[Written exercise]:
Retype nothing but the lines running from the line that contains "Each instance receives exactly one keypoint. Mark the handrail" to the last line, both ends included, and skip every image.

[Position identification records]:
+--

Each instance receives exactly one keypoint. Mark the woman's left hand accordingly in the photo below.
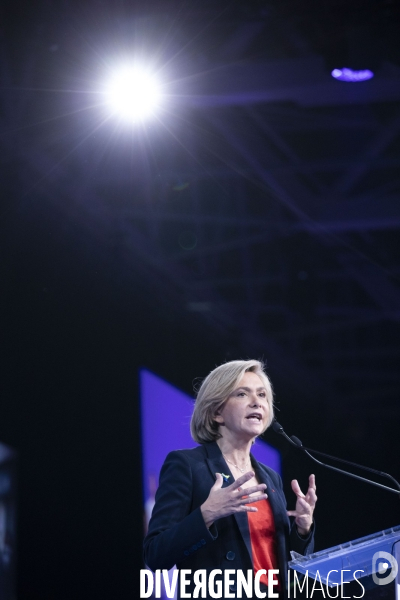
(305, 505)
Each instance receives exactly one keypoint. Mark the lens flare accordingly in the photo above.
(133, 93)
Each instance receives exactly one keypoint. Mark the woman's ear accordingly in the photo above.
(218, 418)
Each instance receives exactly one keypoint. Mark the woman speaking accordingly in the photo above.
(216, 507)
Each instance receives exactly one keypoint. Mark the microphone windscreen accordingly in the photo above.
(296, 441)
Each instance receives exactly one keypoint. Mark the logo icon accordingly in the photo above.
(381, 563)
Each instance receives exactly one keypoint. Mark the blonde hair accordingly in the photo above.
(214, 393)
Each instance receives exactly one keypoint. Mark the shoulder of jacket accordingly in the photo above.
(188, 453)
(273, 474)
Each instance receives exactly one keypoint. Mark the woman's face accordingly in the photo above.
(246, 412)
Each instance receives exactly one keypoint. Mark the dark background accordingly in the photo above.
(242, 228)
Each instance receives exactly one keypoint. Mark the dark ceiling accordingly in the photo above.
(261, 204)
(263, 199)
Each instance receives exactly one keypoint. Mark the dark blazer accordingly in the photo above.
(177, 533)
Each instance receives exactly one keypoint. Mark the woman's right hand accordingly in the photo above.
(226, 501)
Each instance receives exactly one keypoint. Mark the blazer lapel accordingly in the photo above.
(273, 495)
(217, 464)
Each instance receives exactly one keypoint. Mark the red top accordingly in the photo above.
(263, 540)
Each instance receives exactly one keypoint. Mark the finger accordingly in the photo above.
(242, 479)
(311, 497)
(218, 481)
(302, 506)
(246, 508)
(252, 499)
(256, 488)
(296, 489)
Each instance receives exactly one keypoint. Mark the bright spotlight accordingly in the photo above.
(133, 94)
(352, 75)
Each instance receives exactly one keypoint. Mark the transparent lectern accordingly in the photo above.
(376, 558)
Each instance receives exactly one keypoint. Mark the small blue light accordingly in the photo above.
(346, 74)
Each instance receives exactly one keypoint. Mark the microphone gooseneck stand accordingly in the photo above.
(294, 441)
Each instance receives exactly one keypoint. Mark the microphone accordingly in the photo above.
(294, 441)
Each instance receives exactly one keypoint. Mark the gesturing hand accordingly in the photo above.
(305, 505)
(222, 502)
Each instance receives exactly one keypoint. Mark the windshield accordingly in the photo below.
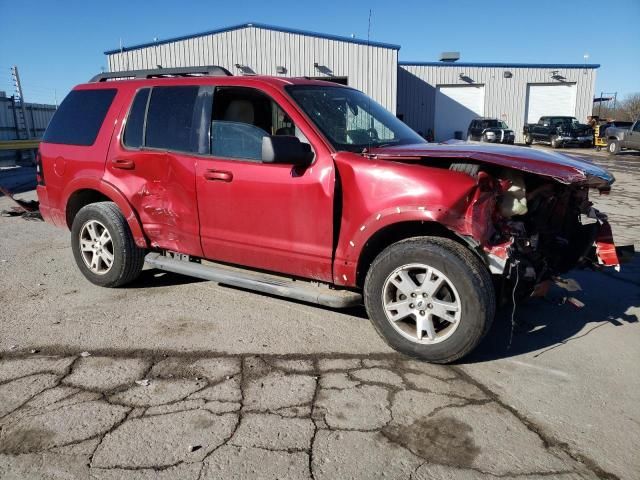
(351, 120)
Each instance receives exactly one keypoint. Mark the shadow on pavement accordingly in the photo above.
(18, 179)
(545, 324)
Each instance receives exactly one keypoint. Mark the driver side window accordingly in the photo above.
(241, 118)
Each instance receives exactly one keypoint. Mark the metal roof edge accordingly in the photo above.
(263, 26)
(499, 65)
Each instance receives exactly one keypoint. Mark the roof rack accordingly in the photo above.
(210, 70)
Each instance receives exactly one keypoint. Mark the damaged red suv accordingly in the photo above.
(312, 191)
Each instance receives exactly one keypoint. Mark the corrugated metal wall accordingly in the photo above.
(505, 98)
(263, 50)
(38, 117)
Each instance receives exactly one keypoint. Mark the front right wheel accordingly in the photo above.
(430, 298)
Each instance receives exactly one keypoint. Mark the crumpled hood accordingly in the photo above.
(563, 168)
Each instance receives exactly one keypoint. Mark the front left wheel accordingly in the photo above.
(430, 298)
(103, 246)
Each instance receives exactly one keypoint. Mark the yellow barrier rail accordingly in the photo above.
(19, 144)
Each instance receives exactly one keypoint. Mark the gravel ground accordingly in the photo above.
(178, 378)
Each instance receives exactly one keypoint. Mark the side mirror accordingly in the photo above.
(286, 149)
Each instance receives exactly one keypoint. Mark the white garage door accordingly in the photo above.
(455, 108)
(546, 100)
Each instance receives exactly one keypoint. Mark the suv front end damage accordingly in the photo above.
(529, 216)
(541, 228)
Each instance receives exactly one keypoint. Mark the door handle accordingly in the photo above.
(218, 175)
(123, 164)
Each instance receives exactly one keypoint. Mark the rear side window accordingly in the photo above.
(79, 117)
(170, 119)
(134, 131)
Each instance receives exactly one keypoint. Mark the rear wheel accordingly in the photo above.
(430, 298)
(103, 246)
(614, 147)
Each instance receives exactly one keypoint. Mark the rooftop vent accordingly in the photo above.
(449, 56)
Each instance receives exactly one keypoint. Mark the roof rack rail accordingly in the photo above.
(209, 70)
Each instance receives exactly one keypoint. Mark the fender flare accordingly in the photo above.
(346, 264)
(116, 196)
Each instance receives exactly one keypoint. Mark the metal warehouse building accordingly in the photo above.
(434, 98)
(254, 48)
(445, 97)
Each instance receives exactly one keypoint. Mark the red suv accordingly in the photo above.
(317, 193)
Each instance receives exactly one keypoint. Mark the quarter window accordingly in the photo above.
(134, 131)
(79, 117)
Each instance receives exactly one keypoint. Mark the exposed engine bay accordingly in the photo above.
(540, 228)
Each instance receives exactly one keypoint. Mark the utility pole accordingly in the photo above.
(18, 87)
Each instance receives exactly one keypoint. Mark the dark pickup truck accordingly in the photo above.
(559, 132)
(620, 137)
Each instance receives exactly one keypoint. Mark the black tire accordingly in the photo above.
(613, 147)
(470, 277)
(470, 169)
(128, 258)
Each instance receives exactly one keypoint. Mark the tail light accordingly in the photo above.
(39, 169)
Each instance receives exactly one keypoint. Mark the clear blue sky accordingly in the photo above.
(59, 44)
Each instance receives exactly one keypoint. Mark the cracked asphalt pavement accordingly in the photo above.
(178, 378)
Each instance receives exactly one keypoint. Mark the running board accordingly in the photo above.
(265, 283)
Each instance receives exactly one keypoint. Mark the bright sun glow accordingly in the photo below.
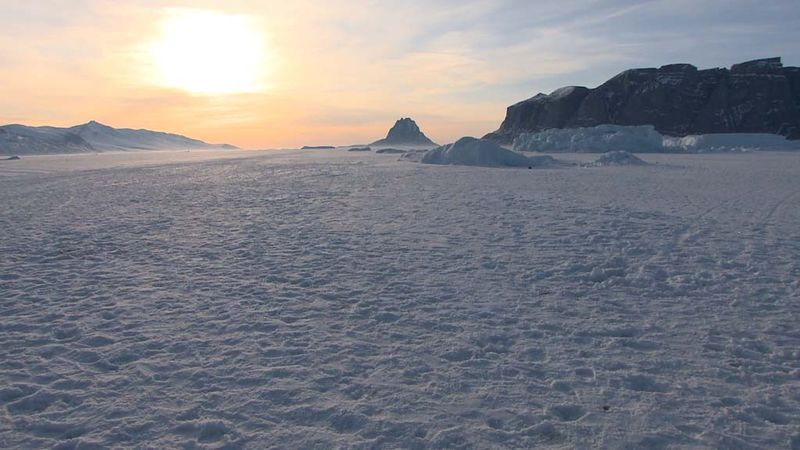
(207, 52)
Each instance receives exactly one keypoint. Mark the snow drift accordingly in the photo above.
(644, 139)
(469, 151)
(729, 142)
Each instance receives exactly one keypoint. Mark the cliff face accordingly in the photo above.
(759, 96)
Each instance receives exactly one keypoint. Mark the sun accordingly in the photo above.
(209, 53)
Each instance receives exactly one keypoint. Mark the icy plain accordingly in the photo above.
(326, 299)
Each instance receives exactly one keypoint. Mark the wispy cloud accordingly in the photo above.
(344, 69)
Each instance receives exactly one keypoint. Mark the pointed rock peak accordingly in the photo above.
(405, 132)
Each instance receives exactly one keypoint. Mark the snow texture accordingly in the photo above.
(322, 299)
(469, 151)
(645, 139)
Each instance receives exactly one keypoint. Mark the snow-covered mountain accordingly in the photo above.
(91, 137)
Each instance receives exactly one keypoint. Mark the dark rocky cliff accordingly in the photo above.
(760, 96)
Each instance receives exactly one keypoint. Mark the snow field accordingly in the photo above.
(335, 300)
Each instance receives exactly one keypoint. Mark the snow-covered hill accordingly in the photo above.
(91, 137)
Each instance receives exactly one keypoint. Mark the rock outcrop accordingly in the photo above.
(405, 132)
(760, 96)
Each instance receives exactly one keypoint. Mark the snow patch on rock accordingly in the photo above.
(645, 139)
(601, 139)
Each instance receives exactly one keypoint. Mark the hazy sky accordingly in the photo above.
(341, 71)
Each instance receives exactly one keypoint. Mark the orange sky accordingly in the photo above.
(333, 72)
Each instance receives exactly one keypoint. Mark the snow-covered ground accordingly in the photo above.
(328, 299)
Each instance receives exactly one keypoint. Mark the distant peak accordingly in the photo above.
(405, 132)
(94, 124)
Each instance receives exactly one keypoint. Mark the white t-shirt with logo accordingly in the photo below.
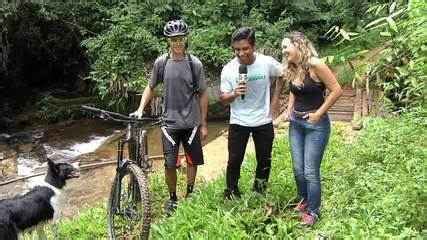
(254, 110)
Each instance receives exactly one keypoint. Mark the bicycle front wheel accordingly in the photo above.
(129, 206)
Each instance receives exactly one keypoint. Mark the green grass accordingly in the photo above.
(372, 188)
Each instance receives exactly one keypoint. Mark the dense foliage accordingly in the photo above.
(45, 43)
(402, 70)
(373, 187)
(39, 52)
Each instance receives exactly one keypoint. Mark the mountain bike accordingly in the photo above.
(129, 204)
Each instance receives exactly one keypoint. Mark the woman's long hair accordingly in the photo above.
(296, 72)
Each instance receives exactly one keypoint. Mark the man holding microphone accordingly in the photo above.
(246, 84)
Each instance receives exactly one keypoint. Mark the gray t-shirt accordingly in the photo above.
(182, 106)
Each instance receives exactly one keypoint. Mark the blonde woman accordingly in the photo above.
(309, 127)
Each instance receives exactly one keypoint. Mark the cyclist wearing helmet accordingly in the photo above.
(185, 103)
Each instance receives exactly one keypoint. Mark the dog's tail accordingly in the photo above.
(8, 230)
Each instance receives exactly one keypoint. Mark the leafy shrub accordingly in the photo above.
(402, 70)
(120, 56)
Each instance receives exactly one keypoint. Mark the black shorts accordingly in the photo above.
(190, 139)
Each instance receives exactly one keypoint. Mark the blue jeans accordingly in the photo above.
(308, 142)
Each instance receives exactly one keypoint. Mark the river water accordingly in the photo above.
(85, 141)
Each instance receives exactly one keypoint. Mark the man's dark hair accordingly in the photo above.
(244, 33)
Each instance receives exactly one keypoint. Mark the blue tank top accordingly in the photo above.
(309, 96)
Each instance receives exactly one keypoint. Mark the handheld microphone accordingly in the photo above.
(243, 76)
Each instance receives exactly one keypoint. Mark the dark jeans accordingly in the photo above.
(238, 137)
(308, 142)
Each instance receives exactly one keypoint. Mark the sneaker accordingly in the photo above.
(232, 194)
(309, 219)
(259, 186)
(301, 206)
(170, 207)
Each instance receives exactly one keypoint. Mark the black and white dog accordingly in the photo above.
(38, 205)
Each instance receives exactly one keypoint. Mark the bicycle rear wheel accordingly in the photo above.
(129, 206)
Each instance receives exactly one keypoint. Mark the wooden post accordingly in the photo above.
(357, 114)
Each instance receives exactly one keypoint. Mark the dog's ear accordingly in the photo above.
(51, 164)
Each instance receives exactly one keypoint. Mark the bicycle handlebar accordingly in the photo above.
(117, 117)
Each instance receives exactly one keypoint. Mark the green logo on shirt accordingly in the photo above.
(256, 77)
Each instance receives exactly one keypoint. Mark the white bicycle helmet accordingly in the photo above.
(175, 28)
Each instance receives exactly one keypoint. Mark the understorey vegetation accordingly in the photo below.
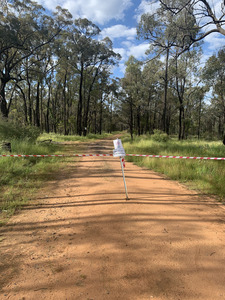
(206, 176)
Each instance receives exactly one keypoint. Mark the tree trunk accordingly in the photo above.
(3, 103)
(164, 115)
(37, 110)
(80, 103)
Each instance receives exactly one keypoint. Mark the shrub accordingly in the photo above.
(9, 131)
(160, 136)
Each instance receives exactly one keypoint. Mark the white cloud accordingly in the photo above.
(138, 51)
(146, 7)
(95, 10)
(119, 31)
(121, 51)
(215, 41)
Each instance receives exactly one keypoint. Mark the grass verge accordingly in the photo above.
(203, 175)
(20, 178)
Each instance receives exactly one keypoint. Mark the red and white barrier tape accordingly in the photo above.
(133, 155)
(183, 157)
(54, 155)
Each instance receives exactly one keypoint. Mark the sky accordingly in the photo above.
(118, 20)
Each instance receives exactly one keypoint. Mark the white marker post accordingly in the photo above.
(120, 152)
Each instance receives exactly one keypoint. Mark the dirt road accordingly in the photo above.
(82, 240)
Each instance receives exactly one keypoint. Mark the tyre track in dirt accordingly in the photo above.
(80, 239)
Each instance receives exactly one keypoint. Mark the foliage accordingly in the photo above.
(9, 131)
(21, 177)
(159, 136)
(203, 175)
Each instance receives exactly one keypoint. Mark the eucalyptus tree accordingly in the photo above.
(132, 86)
(214, 76)
(184, 72)
(152, 83)
(160, 28)
(89, 56)
(209, 18)
(24, 30)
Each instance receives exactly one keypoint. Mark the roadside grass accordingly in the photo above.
(206, 176)
(64, 138)
(20, 177)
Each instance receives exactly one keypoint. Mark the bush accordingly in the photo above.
(160, 136)
(9, 132)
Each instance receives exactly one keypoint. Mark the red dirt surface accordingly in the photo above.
(81, 239)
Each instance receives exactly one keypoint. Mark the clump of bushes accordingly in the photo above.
(159, 136)
(10, 131)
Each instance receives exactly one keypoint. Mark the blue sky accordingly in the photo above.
(118, 20)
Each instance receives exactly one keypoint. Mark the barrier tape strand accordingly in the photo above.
(99, 155)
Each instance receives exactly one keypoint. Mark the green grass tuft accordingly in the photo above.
(203, 175)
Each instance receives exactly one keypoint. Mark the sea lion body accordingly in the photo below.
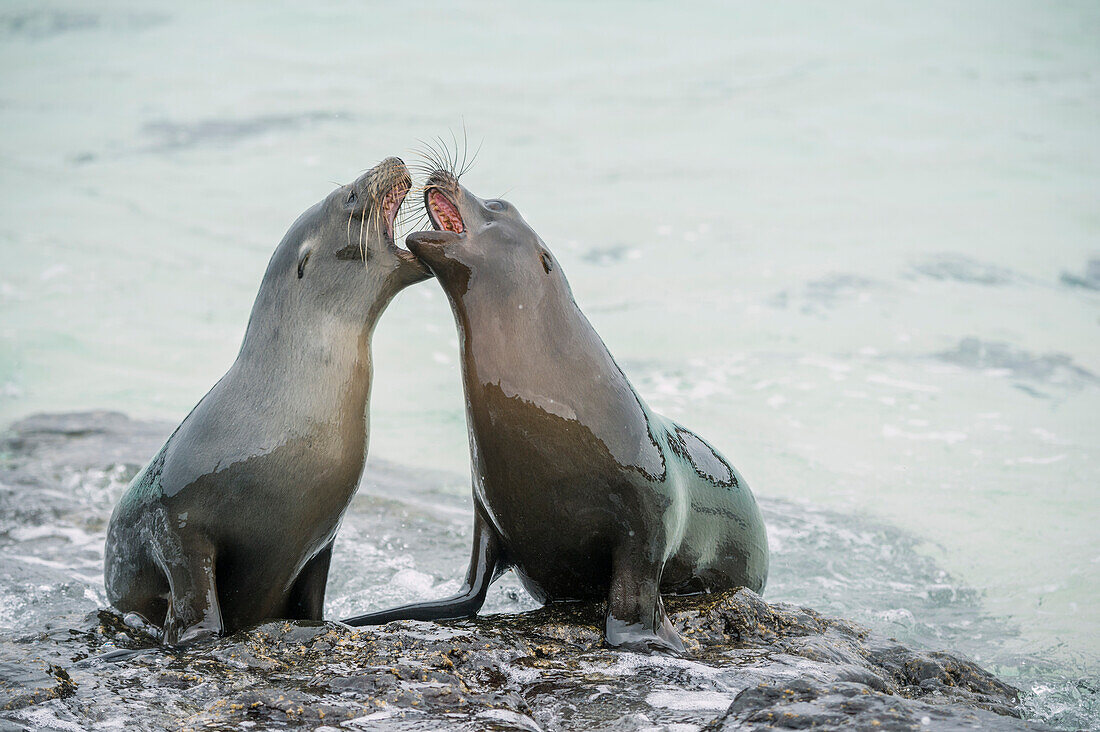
(232, 522)
(578, 484)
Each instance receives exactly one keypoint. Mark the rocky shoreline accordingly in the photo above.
(749, 664)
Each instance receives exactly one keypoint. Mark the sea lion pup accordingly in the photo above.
(578, 485)
(232, 522)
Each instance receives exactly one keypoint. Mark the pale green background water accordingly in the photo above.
(829, 237)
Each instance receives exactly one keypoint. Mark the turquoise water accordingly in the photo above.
(854, 244)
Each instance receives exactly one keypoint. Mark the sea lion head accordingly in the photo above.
(482, 244)
(343, 248)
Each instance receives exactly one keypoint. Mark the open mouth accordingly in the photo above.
(392, 203)
(444, 215)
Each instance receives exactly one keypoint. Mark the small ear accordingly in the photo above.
(304, 253)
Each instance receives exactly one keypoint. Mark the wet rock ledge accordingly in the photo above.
(750, 665)
(543, 669)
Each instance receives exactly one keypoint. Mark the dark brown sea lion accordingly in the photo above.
(578, 485)
(232, 522)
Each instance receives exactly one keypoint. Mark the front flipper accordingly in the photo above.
(483, 569)
(636, 618)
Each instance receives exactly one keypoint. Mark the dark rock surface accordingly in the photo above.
(783, 666)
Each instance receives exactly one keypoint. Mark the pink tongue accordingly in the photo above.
(446, 212)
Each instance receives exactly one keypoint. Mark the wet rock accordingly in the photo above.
(1053, 369)
(1090, 280)
(766, 664)
(69, 666)
(25, 681)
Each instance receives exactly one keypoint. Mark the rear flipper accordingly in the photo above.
(194, 611)
(636, 618)
(483, 569)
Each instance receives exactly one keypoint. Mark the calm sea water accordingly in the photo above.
(856, 246)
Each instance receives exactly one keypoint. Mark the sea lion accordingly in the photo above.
(232, 522)
(578, 484)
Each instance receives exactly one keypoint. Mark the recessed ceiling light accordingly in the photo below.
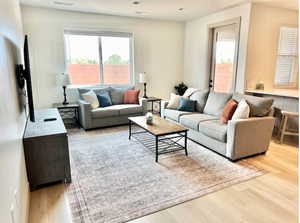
(140, 13)
(63, 3)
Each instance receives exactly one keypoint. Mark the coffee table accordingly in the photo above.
(166, 135)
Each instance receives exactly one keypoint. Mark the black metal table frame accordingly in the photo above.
(177, 135)
(75, 110)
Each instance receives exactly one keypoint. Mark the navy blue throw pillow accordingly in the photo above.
(104, 99)
(187, 105)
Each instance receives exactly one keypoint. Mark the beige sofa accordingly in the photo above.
(235, 140)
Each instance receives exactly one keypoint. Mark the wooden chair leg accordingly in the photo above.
(283, 128)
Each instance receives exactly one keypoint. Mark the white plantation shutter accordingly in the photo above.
(287, 57)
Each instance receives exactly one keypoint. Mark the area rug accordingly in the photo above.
(116, 180)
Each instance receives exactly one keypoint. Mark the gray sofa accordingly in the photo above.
(235, 140)
(117, 114)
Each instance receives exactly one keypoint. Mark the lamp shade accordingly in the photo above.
(143, 78)
(62, 79)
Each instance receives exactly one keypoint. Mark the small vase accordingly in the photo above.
(149, 118)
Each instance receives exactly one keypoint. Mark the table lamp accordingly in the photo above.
(144, 81)
(63, 80)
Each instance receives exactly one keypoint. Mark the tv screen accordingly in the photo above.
(27, 76)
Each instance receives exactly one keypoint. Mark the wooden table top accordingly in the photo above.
(159, 126)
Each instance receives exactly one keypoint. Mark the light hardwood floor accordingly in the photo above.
(272, 197)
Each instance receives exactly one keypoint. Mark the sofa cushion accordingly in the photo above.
(259, 106)
(127, 109)
(200, 96)
(110, 111)
(97, 90)
(192, 121)
(215, 103)
(131, 96)
(228, 111)
(175, 114)
(214, 129)
(174, 101)
(104, 99)
(91, 98)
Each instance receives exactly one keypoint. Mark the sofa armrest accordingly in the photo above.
(164, 105)
(85, 114)
(144, 104)
(246, 137)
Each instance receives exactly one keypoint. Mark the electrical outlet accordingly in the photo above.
(16, 198)
(12, 214)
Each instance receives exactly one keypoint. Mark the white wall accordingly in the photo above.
(158, 48)
(263, 42)
(12, 117)
(196, 72)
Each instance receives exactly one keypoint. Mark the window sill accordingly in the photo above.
(99, 85)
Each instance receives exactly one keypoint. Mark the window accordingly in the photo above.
(224, 57)
(99, 58)
(287, 58)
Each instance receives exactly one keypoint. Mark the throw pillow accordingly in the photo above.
(131, 97)
(174, 101)
(228, 111)
(91, 98)
(187, 105)
(117, 96)
(215, 103)
(242, 111)
(104, 99)
(200, 96)
(189, 92)
(259, 106)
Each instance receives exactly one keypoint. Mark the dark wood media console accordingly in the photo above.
(46, 149)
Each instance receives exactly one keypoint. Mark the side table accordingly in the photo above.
(153, 100)
(69, 113)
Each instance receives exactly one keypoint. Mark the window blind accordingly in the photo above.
(287, 57)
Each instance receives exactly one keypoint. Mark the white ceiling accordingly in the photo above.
(154, 9)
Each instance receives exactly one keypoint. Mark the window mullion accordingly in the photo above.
(101, 61)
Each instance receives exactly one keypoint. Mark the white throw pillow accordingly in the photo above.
(174, 101)
(91, 98)
(242, 111)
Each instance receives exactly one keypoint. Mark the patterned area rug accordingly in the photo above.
(117, 180)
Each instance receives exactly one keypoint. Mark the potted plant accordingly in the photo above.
(181, 88)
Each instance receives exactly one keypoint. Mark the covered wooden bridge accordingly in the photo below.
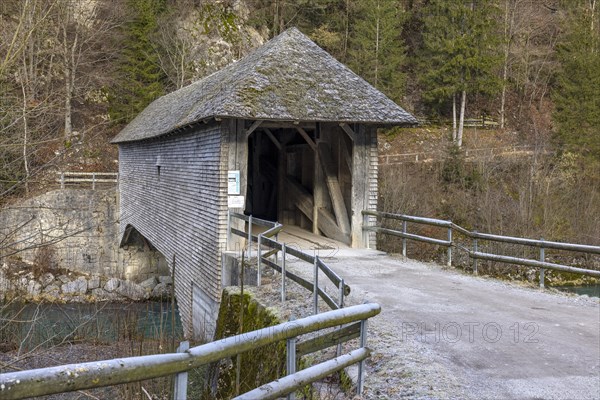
(287, 132)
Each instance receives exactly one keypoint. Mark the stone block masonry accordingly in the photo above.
(75, 230)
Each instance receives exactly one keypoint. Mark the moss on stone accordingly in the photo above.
(259, 366)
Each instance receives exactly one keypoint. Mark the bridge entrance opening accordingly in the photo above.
(301, 175)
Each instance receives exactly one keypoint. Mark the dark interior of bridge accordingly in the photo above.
(285, 181)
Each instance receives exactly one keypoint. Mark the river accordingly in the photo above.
(46, 325)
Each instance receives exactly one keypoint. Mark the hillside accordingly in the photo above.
(72, 74)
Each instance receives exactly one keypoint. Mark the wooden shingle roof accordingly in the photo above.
(289, 78)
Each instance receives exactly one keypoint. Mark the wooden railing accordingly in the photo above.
(476, 238)
(73, 377)
(86, 179)
(264, 239)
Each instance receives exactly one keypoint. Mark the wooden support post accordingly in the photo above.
(281, 195)
(360, 184)
(335, 192)
(317, 192)
(237, 160)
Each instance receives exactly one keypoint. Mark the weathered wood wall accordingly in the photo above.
(173, 191)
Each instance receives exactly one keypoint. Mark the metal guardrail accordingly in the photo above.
(415, 157)
(265, 239)
(71, 178)
(73, 377)
(475, 237)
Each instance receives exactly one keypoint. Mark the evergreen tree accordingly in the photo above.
(577, 97)
(460, 54)
(377, 51)
(142, 79)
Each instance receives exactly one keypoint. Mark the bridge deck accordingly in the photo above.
(443, 334)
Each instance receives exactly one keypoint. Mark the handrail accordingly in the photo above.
(68, 177)
(264, 239)
(475, 236)
(72, 377)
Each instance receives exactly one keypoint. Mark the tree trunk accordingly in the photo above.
(463, 102)
(454, 118)
(25, 136)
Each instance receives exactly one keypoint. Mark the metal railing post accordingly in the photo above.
(228, 243)
(316, 287)
(475, 251)
(361, 364)
(341, 304)
(341, 293)
(291, 360)
(404, 239)
(180, 388)
(283, 254)
(249, 236)
(277, 239)
(365, 232)
(259, 262)
(542, 259)
(449, 261)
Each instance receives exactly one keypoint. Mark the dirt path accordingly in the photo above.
(443, 334)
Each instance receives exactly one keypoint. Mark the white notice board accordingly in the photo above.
(233, 182)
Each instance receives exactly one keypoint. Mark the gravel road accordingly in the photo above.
(446, 335)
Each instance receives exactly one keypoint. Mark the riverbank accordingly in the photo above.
(24, 281)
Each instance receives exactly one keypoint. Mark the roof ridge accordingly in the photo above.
(289, 77)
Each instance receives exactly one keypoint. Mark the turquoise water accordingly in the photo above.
(590, 290)
(49, 324)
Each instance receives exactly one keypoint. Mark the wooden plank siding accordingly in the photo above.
(181, 209)
(373, 184)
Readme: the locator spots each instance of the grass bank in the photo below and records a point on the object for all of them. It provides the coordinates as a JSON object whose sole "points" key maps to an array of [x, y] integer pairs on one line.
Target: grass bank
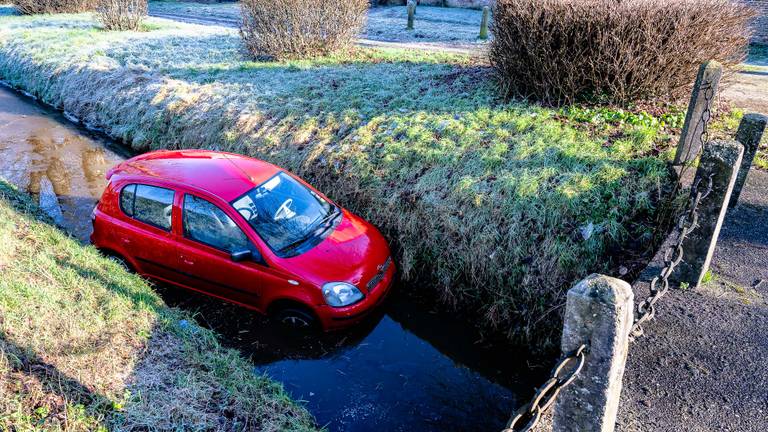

+--

[Finished exercise]:
Each instance receives exactly one keypoint. Mark the handrail accordingly in the photo above.
(68, 177)
(264, 239)
(475, 236)
(72, 377)
Each instance receives exactly one keypoint. Mark the tree trunk accordingly in the photo above.
(463, 102)
(454, 118)
(25, 136)
Each instance receives exactly one keypoint. Mark the metal railing post accordingly in the photo above.
(228, 243)
(316, 287)
(475, 251)
(361, 364)
(341, 304)
(341, 293)
(291, 360)
(404, 239)
(180, 388)
(283, 254)
(249, 236)
(277, 239)
(365, 232)
(259, 262)
(542, 259)
(449, 261)
Each instance receives exactly one keypoint. Mark the dirt path accordingly in the photo above.
(443, 334)
Each instance receives exactly one keypoint. Mark the white notice board accordingly in the photo above.
(233, 182)
Each instance receives exactly one keypoint. Mark the gravel road accordingly in the photo above.
(446, 335)
Each instance receives exactly one keypoint. Mark the riverbank accordingly in the photo above.
(24, 281)
Each instance receives exactly one keypoint. Mark the roof ridge accordingly in the photo above.
(289, 77)
Each instance receives exactly one keypoint. Mark the turquoise water accordingly in the photo above.
(590, 290)
(49, 324)
Each instance receives exactly one keypoint. Mark the wooden plank siding accordingly in the photo above.
(181, 209)
(373, 184)
Readme: the locator spots each instance of the grass bank in the photo below and records a point on the object for all of them. It provides the coordinates as a JSON object whose sole "points" key maps to an array of [x, y] integer pairs on one line.
Target: grass bank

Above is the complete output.